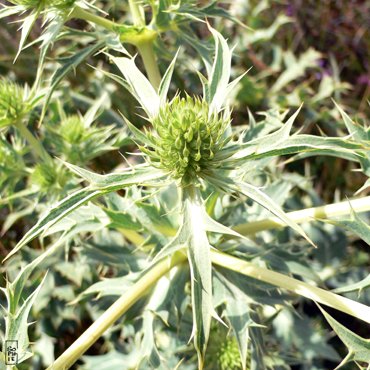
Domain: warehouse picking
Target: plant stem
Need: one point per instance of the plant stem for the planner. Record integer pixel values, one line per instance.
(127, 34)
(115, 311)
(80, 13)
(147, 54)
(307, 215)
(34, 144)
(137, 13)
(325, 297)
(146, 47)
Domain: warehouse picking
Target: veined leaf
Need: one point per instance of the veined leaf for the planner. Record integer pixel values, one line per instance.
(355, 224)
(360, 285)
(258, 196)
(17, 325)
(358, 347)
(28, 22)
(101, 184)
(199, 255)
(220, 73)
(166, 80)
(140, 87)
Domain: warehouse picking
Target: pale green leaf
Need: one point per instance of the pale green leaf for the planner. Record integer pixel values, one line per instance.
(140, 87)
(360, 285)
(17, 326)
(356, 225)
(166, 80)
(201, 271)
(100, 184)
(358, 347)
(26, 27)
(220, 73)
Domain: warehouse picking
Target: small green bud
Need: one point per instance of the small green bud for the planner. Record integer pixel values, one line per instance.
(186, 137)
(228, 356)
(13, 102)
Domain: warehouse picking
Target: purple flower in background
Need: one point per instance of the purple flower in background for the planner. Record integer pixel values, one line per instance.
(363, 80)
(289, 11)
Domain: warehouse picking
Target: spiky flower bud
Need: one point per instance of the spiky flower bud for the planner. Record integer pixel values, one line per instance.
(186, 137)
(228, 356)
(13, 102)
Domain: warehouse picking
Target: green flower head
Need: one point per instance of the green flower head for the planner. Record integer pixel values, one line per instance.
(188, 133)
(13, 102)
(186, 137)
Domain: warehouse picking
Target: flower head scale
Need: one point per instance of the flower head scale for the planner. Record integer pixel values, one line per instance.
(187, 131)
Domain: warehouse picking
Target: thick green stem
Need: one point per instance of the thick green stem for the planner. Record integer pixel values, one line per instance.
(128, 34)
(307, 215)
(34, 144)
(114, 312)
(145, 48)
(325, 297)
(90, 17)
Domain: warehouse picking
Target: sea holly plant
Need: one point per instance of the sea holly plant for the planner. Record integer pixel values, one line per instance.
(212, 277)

☆ ☆ ☆ ☆ ☆

TASK REQUIREMENTS: Pull out every line of the data above that contains the string "leaf". The match is case-sensitive.

TASK ANSWER:
Target: veined leaf
Need: one point per instance of the veined leaf for the planner. Record integer pixel values, one line per instance.
Target: pale green leaf
Need: one point per instance of the pale green leaf for the planner. Record integer pixel values, one line per instance.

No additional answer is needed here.